◆ PROVIDED TEXT:
--- start ---

Surrounded by valleys, with mountains serrating the horizons, Chichicastenango can seem isolated in time and space from the rest of Guatemala. When its narrow cobbled streets and red-tiled roofs are enveloped in mist, it's downright magical. The crowds of crafts vendors and tour groups who flock in for the huge Thursday and Sunday markets lend it a much worldlier, more commercial atmosphere, but Chichi retains its mystery. Masheños (citizens of Chichicastenango) are famous for their adherence to pre-Christian beliefs and ceremonies. Cofradías hold processions in and around the church of Santo Tomás on Sunday.

Once called Chaviar, Chichi was an important Kaqchiquel trading town long before the Spanish conquest. In the 15th century the group clashed with the K'iche' (based at K'umarcaaj, 20km north) and were forced to move their headquarters to the more defensible Iximché. When the Spanish conquered K'umarcaaj in 1524, many of its residents fled to Chaviar, which they renamed Chugüilá (Above the Nettles) and Tziguan Tinamit (Surrounded by Canyons). These are the names still used by the K'iche' Maya, although everyone else calls the place Chichicastenango, a name given by the Spaniards' Mexican allies.

--- end ---

◆ SET EXERCISE 1: Can you copy out the records below verbatim, from the line containing "Please locate the white ceiling" through the final line of the records?

◆ INFORMATION GIVEN:

--- start ---

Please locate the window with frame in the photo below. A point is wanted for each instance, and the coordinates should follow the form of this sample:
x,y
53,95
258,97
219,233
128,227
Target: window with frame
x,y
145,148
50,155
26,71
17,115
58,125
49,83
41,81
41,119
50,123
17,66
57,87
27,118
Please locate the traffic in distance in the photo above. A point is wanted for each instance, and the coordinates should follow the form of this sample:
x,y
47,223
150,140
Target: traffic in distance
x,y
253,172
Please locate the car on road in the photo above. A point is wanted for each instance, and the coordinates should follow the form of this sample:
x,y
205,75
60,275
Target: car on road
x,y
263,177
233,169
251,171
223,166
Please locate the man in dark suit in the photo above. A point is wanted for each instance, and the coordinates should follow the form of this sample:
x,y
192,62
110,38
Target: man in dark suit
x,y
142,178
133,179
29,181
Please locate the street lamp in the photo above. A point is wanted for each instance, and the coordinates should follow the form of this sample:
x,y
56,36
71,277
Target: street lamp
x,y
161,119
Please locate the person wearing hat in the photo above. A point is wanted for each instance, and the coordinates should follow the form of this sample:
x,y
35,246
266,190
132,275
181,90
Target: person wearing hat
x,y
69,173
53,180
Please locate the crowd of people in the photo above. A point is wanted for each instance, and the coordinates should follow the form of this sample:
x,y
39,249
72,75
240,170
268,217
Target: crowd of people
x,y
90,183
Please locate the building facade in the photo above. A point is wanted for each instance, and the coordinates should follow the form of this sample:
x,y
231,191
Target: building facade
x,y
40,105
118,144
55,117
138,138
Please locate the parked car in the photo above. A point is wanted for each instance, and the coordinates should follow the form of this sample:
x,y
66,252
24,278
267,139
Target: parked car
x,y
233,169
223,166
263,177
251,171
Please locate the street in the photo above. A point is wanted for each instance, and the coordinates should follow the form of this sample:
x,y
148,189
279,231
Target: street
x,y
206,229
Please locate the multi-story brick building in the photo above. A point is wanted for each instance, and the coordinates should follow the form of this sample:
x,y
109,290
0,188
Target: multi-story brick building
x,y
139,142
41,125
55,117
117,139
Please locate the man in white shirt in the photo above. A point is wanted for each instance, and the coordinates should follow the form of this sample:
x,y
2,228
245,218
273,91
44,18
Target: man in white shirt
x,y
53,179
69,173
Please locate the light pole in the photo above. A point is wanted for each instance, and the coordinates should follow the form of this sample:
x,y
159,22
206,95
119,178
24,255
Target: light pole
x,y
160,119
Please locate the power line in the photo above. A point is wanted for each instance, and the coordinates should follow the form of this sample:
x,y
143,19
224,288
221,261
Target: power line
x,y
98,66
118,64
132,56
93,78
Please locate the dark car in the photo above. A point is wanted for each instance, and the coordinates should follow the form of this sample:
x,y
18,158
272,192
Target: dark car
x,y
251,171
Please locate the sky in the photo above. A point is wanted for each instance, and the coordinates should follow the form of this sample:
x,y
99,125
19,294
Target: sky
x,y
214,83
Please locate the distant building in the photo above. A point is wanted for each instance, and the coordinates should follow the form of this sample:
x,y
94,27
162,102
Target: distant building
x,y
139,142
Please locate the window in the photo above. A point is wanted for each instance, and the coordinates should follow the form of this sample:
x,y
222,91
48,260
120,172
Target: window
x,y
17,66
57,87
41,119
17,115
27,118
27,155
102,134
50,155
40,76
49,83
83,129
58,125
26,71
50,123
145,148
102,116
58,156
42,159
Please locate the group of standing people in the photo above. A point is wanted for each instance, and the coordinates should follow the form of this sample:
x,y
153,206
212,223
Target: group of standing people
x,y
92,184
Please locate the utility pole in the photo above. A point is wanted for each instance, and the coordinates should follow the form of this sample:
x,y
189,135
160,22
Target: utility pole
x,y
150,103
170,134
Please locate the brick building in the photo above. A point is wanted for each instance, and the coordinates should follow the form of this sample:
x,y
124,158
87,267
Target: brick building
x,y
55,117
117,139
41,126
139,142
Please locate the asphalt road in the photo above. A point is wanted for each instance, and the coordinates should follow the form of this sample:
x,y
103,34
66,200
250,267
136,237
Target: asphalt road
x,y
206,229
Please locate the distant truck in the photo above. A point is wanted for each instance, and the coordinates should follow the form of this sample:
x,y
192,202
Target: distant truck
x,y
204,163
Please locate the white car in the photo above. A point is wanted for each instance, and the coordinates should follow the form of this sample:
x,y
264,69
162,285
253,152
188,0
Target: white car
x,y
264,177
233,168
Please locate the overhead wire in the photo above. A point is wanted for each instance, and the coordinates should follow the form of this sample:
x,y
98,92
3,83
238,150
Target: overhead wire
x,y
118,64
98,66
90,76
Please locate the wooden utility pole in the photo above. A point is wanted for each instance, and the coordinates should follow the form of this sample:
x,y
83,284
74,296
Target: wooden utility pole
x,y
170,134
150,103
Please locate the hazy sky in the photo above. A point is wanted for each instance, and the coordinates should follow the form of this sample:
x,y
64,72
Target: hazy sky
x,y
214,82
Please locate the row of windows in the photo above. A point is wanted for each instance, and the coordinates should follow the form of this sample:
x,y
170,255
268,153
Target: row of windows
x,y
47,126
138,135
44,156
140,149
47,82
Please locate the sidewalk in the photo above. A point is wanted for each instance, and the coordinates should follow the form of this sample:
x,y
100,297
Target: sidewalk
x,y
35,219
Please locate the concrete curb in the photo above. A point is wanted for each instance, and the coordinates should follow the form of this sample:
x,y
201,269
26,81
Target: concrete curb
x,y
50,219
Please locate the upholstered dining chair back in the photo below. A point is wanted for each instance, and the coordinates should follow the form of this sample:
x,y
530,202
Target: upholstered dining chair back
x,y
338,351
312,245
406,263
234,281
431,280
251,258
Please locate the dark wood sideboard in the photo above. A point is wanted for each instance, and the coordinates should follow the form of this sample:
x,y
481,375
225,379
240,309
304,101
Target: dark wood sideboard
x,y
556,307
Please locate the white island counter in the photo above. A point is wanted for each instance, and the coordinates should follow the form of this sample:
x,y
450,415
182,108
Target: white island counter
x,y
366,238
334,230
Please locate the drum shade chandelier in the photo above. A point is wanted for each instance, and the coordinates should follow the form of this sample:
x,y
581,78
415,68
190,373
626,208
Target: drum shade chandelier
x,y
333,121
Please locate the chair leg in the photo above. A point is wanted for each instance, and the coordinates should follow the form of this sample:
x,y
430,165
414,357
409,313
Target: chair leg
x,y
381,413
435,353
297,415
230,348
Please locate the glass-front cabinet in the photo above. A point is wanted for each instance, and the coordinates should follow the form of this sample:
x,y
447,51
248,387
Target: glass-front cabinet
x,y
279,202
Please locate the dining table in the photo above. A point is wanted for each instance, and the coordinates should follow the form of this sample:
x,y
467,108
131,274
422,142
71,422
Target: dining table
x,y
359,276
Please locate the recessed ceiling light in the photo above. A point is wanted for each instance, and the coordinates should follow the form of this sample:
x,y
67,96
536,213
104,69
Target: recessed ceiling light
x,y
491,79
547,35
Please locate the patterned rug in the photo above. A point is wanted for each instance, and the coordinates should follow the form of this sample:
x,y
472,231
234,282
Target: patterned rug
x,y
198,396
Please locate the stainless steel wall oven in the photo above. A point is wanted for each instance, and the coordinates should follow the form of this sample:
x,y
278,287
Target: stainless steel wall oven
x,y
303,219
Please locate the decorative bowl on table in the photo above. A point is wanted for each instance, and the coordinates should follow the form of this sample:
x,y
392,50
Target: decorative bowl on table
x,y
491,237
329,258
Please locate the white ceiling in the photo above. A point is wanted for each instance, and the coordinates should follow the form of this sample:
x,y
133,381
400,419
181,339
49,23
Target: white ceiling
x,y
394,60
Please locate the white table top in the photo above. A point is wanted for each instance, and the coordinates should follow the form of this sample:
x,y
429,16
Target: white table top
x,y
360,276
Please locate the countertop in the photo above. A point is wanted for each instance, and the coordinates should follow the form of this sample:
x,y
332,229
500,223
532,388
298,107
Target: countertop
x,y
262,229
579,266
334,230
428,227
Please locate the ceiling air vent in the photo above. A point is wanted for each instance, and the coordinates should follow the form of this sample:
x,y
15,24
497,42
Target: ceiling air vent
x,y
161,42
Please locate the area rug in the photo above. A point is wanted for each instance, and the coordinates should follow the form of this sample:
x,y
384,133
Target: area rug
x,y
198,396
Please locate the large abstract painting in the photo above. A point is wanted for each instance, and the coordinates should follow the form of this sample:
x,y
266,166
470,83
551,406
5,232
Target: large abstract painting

--- end ---

◆ SET EXERCISE 2: Could you carry the passage on Chichicastenango forward from its last sentence?

◆ FINAL ANSWER 1:
Please locate the white ceiling in the photo above. A point is wanted for each instance, and the coordinates should follow the form of this sample:
x,y
133,381
400,419
181,339
49,23
Target: white ceiling
x,y
394,60
Please locate the white table top in the photo above. A point is wanted for each instance, and the coordinates should follow the form of this sample:
x,y
429,16
Target: white table top
x,y
360,276
Please locate the countertop in the photo above. A point is wanted for each instance, and the coordinates should follow the form of this sample:
x,y
332,229
500,223
532,388
298,107
Target: countertop
x,y
262,229
579,266
334,230
428,227
Please locate the ceiling air vent in the photo above. A point is wanted for each instance, and the coordinates should follow the form of this sample:
x,y
15,24
497,42
Target: ceiling air vent
x,y
161,42
Please locate the area rug in the photo above. A point is wanted for each instance, and the coordinates should follow the form of this sample:
x,y
384,133
Target: area rug
x,y
198,396
Please locate the large abstract painting in the photo above. A point is wanted for each instance, and the coordinates should follow the form of this sample:
x,y
266,166
470,83
551,406
5,232
Target: large abstract painting

◆ FINAL ANSWER 2:
Today, Chichi has two religious and governmental establishments. On the one hand, the Catholic Church and the Republic of Guatemala appoint priests and town officials; on the other, the indigenous people elect their own religious and civil officers to manage local matters, with a separate council and mayor, and a court that decides cases involving only local indigenous people.

Due to a long-running land dispute between the indigenous community and Telgua, Chichicastenango has been without land lines for the past two years and no resolution is foreseen anytime soon.